Required action:
Each line of the data must be copied exactly.

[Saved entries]
####################

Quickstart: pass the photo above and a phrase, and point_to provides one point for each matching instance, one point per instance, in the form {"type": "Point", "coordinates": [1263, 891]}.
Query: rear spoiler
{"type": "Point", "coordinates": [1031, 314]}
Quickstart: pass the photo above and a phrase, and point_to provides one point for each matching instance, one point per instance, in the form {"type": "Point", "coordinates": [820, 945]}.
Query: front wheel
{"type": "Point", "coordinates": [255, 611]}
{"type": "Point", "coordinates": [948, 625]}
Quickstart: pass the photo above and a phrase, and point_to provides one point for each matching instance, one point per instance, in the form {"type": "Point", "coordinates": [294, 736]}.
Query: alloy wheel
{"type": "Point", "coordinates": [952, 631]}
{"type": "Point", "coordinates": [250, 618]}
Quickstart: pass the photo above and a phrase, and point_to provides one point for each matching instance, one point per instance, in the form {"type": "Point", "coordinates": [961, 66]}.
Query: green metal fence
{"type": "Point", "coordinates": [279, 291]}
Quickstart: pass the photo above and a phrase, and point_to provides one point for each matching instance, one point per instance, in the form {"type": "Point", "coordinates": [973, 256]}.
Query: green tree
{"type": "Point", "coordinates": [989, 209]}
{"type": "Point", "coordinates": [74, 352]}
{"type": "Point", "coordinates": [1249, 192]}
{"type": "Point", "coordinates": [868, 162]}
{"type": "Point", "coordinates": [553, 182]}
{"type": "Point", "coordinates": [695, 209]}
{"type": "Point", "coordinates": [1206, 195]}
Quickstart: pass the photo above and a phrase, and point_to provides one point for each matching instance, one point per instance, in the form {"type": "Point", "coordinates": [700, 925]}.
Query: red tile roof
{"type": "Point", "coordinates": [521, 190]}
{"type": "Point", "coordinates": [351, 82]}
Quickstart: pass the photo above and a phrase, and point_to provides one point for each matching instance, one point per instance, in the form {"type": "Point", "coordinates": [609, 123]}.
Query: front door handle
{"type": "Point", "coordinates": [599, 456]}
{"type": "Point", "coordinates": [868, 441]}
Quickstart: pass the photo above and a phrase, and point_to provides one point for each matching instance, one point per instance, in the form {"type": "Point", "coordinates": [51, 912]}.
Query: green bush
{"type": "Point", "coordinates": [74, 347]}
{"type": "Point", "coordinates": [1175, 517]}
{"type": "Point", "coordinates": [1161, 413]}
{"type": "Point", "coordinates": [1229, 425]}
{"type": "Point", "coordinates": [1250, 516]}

####################

Response:
Quickstart: pass the photo above and a phrase, and point_to provides one point for each matching instance, one point per instance, in the form {"type": "Point", "coordinates": [1263, 891]}.
Query: rear spoiler
{"type": "Point", "coordinates": [1031, 314]}
Quickstart: pass the photo above and a phrase, and point_to provides one point for each matching instance, one point per instance, in the form {"type": "Point", "coordinates": [820, 945]}.
Query: front wheel
{"type": "Point", "coordinates": [255, 611]}
{"type": "Point", "coordinates": [948, 625]}
Quickstart: pass the photo above and a phrase, and point_to provides one point for each matching instance, one point per instance, in the form {"type": "Point", "coordinates": [294, 736]}.
Query: alloy wheel
{"type": "Point", "coordinates": [952, 631]}
{"type": "Point", "coordinates": [250, 618]}
Quickstart: pass the photo above and a phrase, and point_to provides one point for each matching instance, one point per instance, in the form {"type": "Point", "coordinates": [961, 66]}.
Query: green metal fence
{"type": "Point", "coordinates": [279, 291]}
Quickstart: pass the photo above and a phrase, and point_to provides one point for each matching instance, one point per instance, in the form {"type": "Point", "coordinates": [973, 256]}.
Query: green tree
{"type": "Point", "coordinates": [989, 209]}
{"type": "Point", "coordinates": [74, 352]}
{"type": "Point", "coordinates": [1249, 192]}
{"type": "Point", "coordinates": [868, 162]}
{"type": "Point", "coordinates": [553, 182]}
{"type": "Point", "coordinates": [695, 209]}
{"type": "Point", "coordinates": [1206, 195]}
Quickstart: pass the photo above and a phrase, and point_to provides one point for each matching instance, one point per instance, in the form {"type": "Point", "coordinates": [700, 925]}.
Query: red tile roof
{"type": "Point", "coordinates": [521, 190]}
{"type": "Point", "coordinates": [351, 82]}
Quickstart: pass the photo above and a phrase, and point_to provides one point for each matching instance, one point per instance, in the form {"type": "Point", "coordinates": [609, 123]}.
Query: front door handle
{"type": "Point", "coordinates": [599, 456]}
{"type": "Point", "coordinates": [868, 441]}
Quickstart: pass the photo above and a phrase, and point_to provides one point for each matching instance, one point per instance, in the form {"type": "Point", "coordinates": [51, 912]}.
Query: green bush
{"type": "Point", "coordinates": [74, 347]}
{"type": "Point", "coordinates": [1175, 517]}
{"type": "Point", "coordinates": [1161, 413]}
{"type": "Point", "coordinates": [1229, 425]}
{"type": "Point", "coordinates": [1250, 516]}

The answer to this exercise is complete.